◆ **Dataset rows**
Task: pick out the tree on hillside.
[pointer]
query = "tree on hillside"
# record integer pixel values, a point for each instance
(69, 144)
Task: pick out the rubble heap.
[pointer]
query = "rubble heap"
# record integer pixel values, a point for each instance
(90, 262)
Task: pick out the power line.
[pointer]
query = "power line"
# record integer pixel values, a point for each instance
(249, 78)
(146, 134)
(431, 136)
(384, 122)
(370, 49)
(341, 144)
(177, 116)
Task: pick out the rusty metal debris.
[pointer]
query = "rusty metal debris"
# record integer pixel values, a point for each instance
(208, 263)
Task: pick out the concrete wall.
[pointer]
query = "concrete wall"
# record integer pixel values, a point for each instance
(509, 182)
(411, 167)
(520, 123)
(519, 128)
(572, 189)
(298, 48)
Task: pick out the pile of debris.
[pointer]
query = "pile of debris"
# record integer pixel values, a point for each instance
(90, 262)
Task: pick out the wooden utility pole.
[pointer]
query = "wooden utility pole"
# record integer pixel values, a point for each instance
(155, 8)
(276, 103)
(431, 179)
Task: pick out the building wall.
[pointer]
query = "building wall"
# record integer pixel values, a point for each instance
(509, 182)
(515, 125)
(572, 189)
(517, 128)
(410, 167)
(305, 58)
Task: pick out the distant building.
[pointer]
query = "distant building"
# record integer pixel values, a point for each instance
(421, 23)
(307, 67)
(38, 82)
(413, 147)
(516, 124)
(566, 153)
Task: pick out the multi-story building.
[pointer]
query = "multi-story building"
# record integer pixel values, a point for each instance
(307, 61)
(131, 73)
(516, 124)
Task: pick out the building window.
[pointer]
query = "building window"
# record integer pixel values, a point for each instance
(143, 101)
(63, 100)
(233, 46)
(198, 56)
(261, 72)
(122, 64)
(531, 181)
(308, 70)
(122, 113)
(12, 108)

◆ **Exercise goal**
Rewrite every line of the listing from the line containing "Task: pick out the multi-story building." down through its last line, keeping the request lines unchanged. Offset each answer point by adding 9 to both its x and y pixel coordinates.

◆ **Expected answer**
Task: pick out the multi-story building.
[pointer]
query = "multi-story building"
# record integer pixel values, a point for each instance
(316, 70)
(140, 82)
(525, 133)
Task: pick out the building window.
[pointer]
query = "building window"
# record integer pixel values, a point for each instance
(152, 110)
(72, 109)
(242, 55)
(207, 65)
(270, 81)
(131, 73)
(540, 190)
(317, 79)
(131, 122)
(21, 117)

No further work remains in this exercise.